▶
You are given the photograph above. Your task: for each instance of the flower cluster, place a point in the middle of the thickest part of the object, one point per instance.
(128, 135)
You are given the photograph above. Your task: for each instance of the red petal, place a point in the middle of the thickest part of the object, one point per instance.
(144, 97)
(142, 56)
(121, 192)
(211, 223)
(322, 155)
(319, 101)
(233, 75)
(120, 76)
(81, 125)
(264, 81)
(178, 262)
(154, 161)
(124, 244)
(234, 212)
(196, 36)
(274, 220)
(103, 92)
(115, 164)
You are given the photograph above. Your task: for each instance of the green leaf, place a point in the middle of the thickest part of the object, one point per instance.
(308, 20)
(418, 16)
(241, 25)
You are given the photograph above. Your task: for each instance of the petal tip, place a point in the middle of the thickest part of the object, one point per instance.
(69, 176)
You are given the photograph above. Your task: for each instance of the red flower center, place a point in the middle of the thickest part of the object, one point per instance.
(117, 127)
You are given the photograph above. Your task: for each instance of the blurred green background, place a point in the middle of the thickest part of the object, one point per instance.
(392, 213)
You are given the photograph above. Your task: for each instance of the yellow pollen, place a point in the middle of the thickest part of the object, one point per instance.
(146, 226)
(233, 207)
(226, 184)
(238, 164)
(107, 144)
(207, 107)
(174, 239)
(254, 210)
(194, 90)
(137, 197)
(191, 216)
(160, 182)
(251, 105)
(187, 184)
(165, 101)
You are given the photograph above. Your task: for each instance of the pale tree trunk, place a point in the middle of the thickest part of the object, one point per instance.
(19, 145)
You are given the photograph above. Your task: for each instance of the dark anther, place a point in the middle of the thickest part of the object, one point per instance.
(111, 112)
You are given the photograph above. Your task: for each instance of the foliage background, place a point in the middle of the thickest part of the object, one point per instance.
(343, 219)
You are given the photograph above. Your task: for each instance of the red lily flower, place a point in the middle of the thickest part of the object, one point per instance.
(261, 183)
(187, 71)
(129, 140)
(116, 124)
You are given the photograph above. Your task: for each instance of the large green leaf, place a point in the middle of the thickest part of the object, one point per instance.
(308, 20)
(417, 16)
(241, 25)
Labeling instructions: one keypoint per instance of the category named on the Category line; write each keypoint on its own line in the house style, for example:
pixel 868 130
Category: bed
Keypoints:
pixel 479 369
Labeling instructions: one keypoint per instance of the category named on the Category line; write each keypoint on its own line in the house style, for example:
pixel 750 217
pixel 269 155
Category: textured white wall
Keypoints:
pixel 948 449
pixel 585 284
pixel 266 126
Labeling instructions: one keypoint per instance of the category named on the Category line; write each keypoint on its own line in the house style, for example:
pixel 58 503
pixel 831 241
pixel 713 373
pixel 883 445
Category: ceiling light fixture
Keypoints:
◀
Work request —
Your answer must be the full listing, copied exactly.

Solution to this task —
You are given the photograph above. Your task: for each instance of the flower cluster, place a point in the middle of the thickest part of the object, one point per instance.
(128, 135)
You are given the photograph above. Your task: for each instance of the red petal, place a point in the middle of the thickest part of the object, one point per instance.
(144, 97)
(142, 56)
(121, 192)
(211, 223)
(322, 155)
(319, 101)
(233, 75)
(120, 76)
(81, 125)
(264, 81)
(178, 262)
(154, 161)
(124, 244)
(234, 212)
(196, 36)
(274, 220)
(103, 92)
(115, 164)
You are given the photograph above. Your task: for each instance of the green leaf, place a point in the middle of the thickest part of the object, one point per instance.
(308, 20)
(418, 16)
(241, 25)
You are given the photograph above. Your task: for each instance of the petal tip, place a point in the middle of the thickest part of the object, one point per instance.
(69, 176)
You are given the photograph above. Your task: for each instance of the red flower center, place a point in the middle of the thickest part of the object, one point per instance.
(117, 127)
You are given the photograph above. Your task: for each instance of the blurred green background, place a point in the middle of the thickest part of the object, one point per instance.
(392, 213)
You are given the photograph above. Your task: for each instance of the yellow pollen, place a point in the middle of the thickest part of the object, one point per instance.
(146, 226)
(233, 207)
(226, 184)
(238, 164)
(107, 144)
(207, 107)
(174, 239)
(254, 210)
(194, 90)
(137, 197)
(191, 216)
(160, 182)
(251, 105)
(187, 184)
(165, 101)
You are given the photograph above. Your task: for each instance of the pale tree trunk, place a point in the middle of the thickest part of the object, one point per instance.
(19, 145)
You are given the photograph above. Your task: for each instance of the dark anther, place a point in the middle of the thickest part of the object, one point per instance.
(111, 112)
You are given the photograph above. Your task: for each instance of the foliage background, place a point in the middle of the thickest part of the object, one point per instance.
(343, 219)
You are given the photograph above. Your task: for each instance of the red lily flower, place a point in the middle of the thickest part of the object, one point per instance.
(261, 183)
(187, 71)
(129, 140)
(116, 124)
You are given the photograph above. Your task: for each instance of the large green leaf, place a point in the middle of the thickest part of the object, one point per instance.
(308, 20)
(417, 16)
(241, 25)
Labeling instructions: one keypoint per instance of the category named on the Category line; write each keypoint on its own line in the house style, for example:
pixel 868 130
Category: bed
Keypoints:
pixel 479 369
Labeling instructions: one keypoint per instance of the category named on the Category line; write each keypoint on its own line in the house style, for example:
pixel 750 217
pixel 269 155
Category: textured white wall
Keypoints:
pixel 948 449
pixel 585 284
pixel 266 126
Labeling instructions: one keypoint per instance of the category named on the Category line; write each keypoint on its own line in the house style, for example:
pixel 58 503
pixel 831 241
pixel 713 373
pixel 883 445
Category: ceiling light fixture
Keypoints:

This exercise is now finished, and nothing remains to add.